**Set exercise 1**
Count how many lines of the records below contain the string "wheel", matching case exactly, and give only that number.

**Text extract**
★ ★ ★ ★ ★ ★ ★

Re: txid failed epoch increment, again, aka 6291 - Mailing list pgsql-hackers

From Daniel Farina
Subject Re: txid failed epoch increment, again, aka 6291
Date
Msg-id CAAZKuFbDRuvL7i5_wheWYud7yFf69Nmnq+0XTBfTCFyR0B_gAw@mail.gmail.com
Whole thread Raw
In response to Re: txid failed epoch increment, again, aka 6291  (Noah Misch <noah@leadboat.com>)
Responses Re: txid failed epoch increment, again, aka 6291  (Noah Misch <noah@leadboat.com>)
List pgsql-hackers
On Thu, Sep 6, 2012 at 3:04 AM, Noah Misch <noah@leadboat.com> wrote:
> On Tue, Sep 04, 2012 at 09:46:58AM -0700, Daniel Farina wrote:
>> I might try to find the segments leading up to the overflow point and
>> try xlogdumping them to see what we can see.
>
> That would be helpful to see.
>
> Just to grasp at yet-flimsier straws, could you post (URL preferred, else
> private mail) the output of "objdump -dS" on your "postgres" executable?

https://dl.dropbox.com/s/444ktxbrimaguxu/txid-wrap-objdump-dS-postgres.txt.gz

Sure, it's a 9.0.6 with pg_cancel_backend by-same-role backported
along with the standard debian changes, so nothing all that
interesting should be going on that isn't going on normally with
compilers on this platform.  I am also starting to grovel through this
assembly, although I don't have a ton of experience finding problems
this way.

★ ★ ★ ★ ★ ★ ★

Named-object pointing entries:
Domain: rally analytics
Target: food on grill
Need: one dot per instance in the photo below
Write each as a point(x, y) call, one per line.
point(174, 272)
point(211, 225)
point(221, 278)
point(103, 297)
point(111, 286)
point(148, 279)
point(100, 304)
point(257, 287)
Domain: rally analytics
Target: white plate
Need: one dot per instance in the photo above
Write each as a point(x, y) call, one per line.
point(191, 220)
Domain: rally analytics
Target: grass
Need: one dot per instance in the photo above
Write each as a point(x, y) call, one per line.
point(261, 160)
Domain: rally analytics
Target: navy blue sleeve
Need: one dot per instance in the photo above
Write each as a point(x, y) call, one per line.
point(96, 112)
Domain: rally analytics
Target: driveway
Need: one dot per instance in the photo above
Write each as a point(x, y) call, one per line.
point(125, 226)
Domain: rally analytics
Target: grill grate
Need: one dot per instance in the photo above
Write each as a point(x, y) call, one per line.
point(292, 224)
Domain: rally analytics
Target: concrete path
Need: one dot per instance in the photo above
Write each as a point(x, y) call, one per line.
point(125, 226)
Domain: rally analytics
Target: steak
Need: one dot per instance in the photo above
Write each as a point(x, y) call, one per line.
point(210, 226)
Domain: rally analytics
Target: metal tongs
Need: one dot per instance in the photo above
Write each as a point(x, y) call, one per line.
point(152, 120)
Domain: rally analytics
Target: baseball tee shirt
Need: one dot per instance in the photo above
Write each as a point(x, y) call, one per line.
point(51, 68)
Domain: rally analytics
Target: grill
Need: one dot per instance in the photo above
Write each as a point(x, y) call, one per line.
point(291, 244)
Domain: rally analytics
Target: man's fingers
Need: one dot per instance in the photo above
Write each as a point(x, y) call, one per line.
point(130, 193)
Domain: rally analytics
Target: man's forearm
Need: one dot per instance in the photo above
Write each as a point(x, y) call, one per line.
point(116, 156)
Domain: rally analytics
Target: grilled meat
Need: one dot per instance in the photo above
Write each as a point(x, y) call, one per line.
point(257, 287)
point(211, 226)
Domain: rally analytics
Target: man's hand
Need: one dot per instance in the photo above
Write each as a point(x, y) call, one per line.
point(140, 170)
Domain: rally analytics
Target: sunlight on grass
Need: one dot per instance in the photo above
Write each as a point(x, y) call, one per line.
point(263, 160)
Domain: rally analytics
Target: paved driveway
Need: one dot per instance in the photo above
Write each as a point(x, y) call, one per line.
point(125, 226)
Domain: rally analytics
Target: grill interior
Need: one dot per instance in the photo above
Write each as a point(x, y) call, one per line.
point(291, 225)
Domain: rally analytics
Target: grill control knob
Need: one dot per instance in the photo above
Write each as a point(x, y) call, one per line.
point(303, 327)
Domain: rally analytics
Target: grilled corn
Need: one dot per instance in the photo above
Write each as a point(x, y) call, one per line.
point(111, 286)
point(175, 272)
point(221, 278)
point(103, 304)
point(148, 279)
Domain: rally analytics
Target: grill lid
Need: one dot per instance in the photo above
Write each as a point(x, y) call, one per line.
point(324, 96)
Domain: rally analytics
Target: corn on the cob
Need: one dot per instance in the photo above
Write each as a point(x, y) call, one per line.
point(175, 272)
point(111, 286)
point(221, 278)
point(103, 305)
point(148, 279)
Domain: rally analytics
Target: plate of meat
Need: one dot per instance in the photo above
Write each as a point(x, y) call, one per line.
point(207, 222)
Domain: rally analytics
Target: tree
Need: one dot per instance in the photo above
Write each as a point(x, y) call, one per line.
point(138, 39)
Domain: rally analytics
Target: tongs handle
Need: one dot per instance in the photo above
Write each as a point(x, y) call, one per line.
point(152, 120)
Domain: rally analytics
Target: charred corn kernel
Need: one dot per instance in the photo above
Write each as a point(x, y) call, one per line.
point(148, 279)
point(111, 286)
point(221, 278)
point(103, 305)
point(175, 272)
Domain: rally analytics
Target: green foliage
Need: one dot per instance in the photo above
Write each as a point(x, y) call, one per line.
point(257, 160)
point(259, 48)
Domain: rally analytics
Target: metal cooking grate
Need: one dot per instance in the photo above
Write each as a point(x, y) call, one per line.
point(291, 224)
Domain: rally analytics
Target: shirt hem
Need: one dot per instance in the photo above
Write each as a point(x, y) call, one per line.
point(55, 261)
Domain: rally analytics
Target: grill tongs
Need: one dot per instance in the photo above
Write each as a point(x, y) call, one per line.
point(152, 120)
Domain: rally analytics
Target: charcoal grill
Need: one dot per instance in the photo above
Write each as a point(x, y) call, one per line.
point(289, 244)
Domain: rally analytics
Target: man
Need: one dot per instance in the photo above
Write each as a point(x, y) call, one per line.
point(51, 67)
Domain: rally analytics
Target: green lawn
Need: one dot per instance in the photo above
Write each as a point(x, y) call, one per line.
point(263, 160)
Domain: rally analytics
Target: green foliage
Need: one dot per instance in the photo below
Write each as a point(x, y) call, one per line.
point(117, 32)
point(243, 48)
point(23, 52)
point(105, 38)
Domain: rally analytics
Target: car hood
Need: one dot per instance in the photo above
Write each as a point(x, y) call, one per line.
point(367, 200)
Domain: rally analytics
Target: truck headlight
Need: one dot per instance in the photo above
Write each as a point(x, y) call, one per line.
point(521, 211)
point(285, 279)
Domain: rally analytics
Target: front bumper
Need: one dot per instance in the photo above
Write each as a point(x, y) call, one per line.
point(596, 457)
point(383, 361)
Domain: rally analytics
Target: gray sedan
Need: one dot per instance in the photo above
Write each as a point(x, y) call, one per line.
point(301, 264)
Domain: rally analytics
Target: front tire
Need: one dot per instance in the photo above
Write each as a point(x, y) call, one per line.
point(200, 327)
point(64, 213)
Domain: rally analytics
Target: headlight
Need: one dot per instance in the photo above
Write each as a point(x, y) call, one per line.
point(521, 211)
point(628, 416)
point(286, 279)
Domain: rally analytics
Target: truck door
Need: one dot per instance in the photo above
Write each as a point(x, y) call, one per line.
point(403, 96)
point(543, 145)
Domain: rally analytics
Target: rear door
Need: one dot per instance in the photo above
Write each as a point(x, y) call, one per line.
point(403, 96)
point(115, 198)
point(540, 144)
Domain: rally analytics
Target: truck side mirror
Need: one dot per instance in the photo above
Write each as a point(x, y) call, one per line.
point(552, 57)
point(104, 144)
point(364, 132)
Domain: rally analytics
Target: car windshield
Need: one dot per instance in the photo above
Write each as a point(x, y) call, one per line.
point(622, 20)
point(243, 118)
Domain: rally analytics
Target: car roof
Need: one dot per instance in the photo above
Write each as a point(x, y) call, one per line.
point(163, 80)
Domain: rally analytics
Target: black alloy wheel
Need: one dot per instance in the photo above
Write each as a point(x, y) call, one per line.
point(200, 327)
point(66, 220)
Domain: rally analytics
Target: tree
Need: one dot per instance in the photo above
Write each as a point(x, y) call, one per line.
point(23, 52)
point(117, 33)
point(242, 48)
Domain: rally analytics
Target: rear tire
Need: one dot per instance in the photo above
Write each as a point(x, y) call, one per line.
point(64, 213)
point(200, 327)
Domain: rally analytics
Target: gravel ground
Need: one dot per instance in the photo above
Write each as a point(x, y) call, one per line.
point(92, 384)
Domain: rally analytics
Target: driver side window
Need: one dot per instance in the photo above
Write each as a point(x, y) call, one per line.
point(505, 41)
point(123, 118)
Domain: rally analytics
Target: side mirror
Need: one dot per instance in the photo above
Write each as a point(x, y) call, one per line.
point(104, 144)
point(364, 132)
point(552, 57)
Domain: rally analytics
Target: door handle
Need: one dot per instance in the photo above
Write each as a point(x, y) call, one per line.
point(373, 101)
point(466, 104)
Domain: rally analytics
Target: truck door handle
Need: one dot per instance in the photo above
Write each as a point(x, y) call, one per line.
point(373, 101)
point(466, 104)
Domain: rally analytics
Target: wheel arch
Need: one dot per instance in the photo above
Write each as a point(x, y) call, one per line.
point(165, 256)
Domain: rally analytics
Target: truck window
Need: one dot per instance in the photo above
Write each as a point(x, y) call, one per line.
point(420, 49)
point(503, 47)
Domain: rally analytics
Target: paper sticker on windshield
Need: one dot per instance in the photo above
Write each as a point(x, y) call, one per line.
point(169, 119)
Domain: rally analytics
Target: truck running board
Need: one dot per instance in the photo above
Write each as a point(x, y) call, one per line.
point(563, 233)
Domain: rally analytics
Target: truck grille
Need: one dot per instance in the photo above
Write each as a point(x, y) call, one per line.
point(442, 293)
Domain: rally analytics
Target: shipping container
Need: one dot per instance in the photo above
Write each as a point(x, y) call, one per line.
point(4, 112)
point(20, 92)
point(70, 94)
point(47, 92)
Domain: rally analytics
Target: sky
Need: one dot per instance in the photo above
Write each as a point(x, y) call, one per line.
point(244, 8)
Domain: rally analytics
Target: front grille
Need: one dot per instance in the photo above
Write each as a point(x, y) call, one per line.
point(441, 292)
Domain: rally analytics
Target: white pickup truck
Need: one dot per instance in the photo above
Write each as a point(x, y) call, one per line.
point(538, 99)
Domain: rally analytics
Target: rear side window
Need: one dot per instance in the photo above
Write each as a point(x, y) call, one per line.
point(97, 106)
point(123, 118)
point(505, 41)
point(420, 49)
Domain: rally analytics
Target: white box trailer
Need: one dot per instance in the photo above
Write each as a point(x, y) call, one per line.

★ ★ ★ ★ ★ ★ ★

**Set exercise 2**
Reproduce the portion of the mailing list message above that runs between "Responses Re: txid" and "helpful to see.", inclusive.

**Problem solution 1**
2

**Problem solution 2**
Responses Re: txid failed epoch increment, again, aka 6291  (Noah Misch <noah@leadboat.com>)
List pgsql-hackers
On Thu, Sep 6, 2012 at 3:04 AM, Noah Misch <noah@leadboat.com> wrote:
> On Tue, Sep 04, 2012 at 09:46:58AM -0700, Daniel Farina wrote:
>> I might try to find the segments leading up to the overflow point and
>> try xlogdumping them to see what we can see.
>
> That would be helpful to see.